[Entries from a point annotation set]
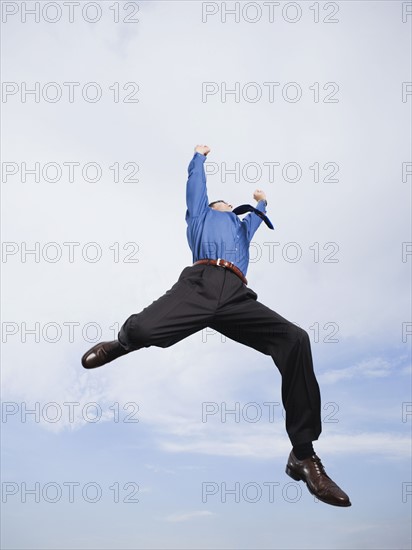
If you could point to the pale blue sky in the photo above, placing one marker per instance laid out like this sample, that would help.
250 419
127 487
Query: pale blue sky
363 298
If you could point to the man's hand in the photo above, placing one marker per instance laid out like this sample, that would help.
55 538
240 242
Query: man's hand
259 195
203 149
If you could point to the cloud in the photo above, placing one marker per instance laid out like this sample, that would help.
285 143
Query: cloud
176 518
369 368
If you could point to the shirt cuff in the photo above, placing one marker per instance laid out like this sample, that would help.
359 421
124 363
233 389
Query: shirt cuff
199 155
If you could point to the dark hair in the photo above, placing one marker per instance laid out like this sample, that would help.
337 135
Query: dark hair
214 202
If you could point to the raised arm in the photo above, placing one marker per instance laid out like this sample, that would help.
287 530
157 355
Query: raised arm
253 221
196 193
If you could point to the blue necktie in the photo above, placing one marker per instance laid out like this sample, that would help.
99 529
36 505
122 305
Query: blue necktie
249 208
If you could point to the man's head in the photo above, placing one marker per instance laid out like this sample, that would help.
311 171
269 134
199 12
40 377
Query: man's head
222 206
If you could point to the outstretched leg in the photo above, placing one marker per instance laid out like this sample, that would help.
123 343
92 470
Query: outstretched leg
253 324
184 309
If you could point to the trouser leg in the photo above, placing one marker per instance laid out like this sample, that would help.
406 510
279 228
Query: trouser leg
183 310
251 323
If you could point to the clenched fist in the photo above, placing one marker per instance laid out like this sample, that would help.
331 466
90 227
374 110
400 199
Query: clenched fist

[Task objective] Reproduce the entries above without change, omitting all pictures.

[Exercise result]
If you could point to the pale blue sky in the photo above, placing one marker per instance laid out like this sample, that would help.
250 419
127 487
Query: pale blue sky
363 298
If you could point to the man's hand in the photo above, placing one marker per instance laid out like this sample, that would help.
55 538
240 242
Query: man's hand
259 195
203 149
If you could point to the cloud in the photo above, placing one marker per instance laid out like this sample, that would help.
285 143
Query: cloud
176 518
369 368
If you could point to the shirt cuff in the photo above, placing one marker per instance laid out like this sample, that would help.
359 421
124 363
233 389
Query: shirt cuff
199 155
If you could point to the dark hair in the photo above, placing one marker per instance laid out like this sample, that would help.
337 135
Query: dark hair
214 202
If you could point to the raised arm in the photo above, placing one marker per instance laid out like this sample, that would help.
287 530
157 355
Query: raised arm
253 221
196 193
If you could point to the blue necktie in the photo above, placing one marker per instance laid out like this sample, that would help.
99 529
36 505
122 305
Query: blue necktie
249 208
If you could point to the man's head in the photo above, placing one marker per instance laid out like this sample, that would help.
311 171
269 134
199 12
40 377
Query: man's head
222 206
If you could point to the outstretched leg in the photo above, placing one marker per instance laid out like this sample, that would help.
123 343
92 470
Query: outstretched leg
253 324
184 309
If you could point to the trouser leg in the photo above, placing one marker per instance laid out like this sample, that would help.
406 510
279 228
Query: trouser leg
183 310
251 323
If you could point to the clenched fist in the photo above, placing one marker per instance laid out like this sample, that would help.
331 466
90 227
374 110
400 199
Query: clenched fist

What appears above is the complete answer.